JOB:
Put every line of the data below into a numbered list, skipping any blank lines. Leave the pictures out of your answer.

[Dataset entries]
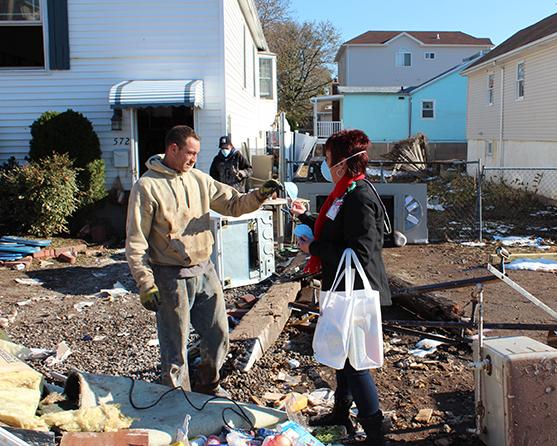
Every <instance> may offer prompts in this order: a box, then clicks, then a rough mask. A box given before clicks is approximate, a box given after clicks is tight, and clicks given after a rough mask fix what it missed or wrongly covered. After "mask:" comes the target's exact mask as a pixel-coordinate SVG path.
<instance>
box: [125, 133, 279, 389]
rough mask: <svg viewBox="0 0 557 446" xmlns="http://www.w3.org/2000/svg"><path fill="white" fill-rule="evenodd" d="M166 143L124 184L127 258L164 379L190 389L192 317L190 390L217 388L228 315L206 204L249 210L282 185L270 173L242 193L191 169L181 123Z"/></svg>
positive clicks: (206, 175)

RESULT BELOW:
1. Every <instance> may offer prompts in this order: a box, then clicks, then a rough mask. A box given before clicks is approximate, a box given after clicks is tight, and clicks given after a rough mask fix what it missed or wrongly covered. After "mask:" comes the target's exact mask as a pixel-coordinate SVG path.
2. <instance>
3. box: [125, 133, 279, 389]
4. rough mask: <svg viewBox="0 0 557 446" xmlns="http://www.w3.org/2000/svg"><path fill="white" fill-rule="evenodd" d="M166 143L124 184L127 258L164 379L190 389L192 317L190 390L217 388L228 315L206 204L249 210L282 185L270 173L242 193L191 169L181 123Z"/></svg>
5. positive clicks: (206, 175)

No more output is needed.